__SELECTED TEXT__
Christmastreewithgifts.jpgA couple of weeks ago, part of the Plugged In staff gathered around the microphone and talked about our favorite television Christmas specials for the Official Plugged In Podcast (it’s episode #127, if you’re interested). My personal fave: A Charlie Brown Christmas, which has been aired every holiday season since 1965.

I loved the special so much that I own it on DVD now—along with Rudolph the Red-Nosed Reindeer, Frosty the Snowman and a bunch of other specials. We can watch ‘em anytime we want. Not that we do, of course. Just wouldn’t feel right watching Yukon Cornelius in August.

But we’re all a little like that, aren’t we? When Christmas rolls around, most of us become creatures of habit: We watch the same movies, sing or listen to the same songs, read the same stories. If we often use entertainment as comfort food for the mind, we derive particular comfort from it during the Christmas season. If I stumble across It’s a Wonderful Life, I’m almost guaranteed to plop down on the couch and watch the thing. I know the Christmas season is full upon us when I first hear Bruce Springsteen’s “Santa Claus is Coming to Town.”  For years, I forced my family to listen to me read Barbara Robinson’s The Best Christmas Pageant Ever—and hoped they’d forgive me if I got a little choked up at the end.

__REQUIRED TASK 1__
In the piece on Christmas specials, rewrite the stretch from "Christmastreewithgifts.jpgA couple of" through "season since 1965.", putting "mic" in place of "microphone".
__REQUIRED TASK 2__
Translate this sentence from the piece on Christmas specials into Spanish: "We can watch ‘em anytime we want."

__PROVIDED INFORMATION__
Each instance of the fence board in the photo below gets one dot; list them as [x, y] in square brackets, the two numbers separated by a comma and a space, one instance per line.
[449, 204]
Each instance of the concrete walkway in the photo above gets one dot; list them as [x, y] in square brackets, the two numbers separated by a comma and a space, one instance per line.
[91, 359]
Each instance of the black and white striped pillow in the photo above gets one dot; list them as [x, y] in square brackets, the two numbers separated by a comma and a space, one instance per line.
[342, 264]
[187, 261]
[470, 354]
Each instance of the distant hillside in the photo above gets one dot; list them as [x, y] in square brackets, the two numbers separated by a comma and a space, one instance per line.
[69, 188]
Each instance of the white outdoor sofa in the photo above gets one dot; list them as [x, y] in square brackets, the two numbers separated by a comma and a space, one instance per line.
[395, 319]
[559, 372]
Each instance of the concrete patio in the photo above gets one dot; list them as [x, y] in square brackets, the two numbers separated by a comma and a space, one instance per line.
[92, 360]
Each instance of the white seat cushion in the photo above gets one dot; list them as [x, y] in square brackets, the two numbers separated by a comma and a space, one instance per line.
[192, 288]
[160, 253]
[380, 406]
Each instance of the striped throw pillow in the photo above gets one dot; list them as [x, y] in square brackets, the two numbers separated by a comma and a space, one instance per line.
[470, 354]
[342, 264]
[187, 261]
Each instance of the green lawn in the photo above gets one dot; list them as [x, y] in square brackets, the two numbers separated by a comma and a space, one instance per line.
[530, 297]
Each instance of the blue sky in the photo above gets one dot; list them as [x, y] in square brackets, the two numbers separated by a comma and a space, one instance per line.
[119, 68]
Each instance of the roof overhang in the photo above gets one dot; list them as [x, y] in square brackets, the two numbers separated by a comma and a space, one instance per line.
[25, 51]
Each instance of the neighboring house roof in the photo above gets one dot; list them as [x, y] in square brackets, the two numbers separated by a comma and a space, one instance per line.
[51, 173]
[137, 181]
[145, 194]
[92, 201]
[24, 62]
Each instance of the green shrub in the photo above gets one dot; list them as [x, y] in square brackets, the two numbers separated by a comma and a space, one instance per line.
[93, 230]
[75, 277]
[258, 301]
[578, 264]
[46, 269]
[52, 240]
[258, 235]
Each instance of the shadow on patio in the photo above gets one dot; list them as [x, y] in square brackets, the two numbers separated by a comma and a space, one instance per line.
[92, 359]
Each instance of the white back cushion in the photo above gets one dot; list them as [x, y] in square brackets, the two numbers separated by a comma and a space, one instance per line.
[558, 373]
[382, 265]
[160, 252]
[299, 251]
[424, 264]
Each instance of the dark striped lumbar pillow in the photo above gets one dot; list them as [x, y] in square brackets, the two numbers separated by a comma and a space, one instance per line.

__FINISHED ANSWER 1__
Christmastreewithgifts.jpgA couple of weeks ago, part of the Plugged In staff gathered around the mic and talked about our favorite television Christmas specials for the Official Plugged In Podcast (it’s episode #127, if you’re interested). My personal fave: A Charlie Brown Christmas, which has been aired every holiday season since 1965.

__FINISHED ANSWER 2__
Podemos verlos cuando queramos.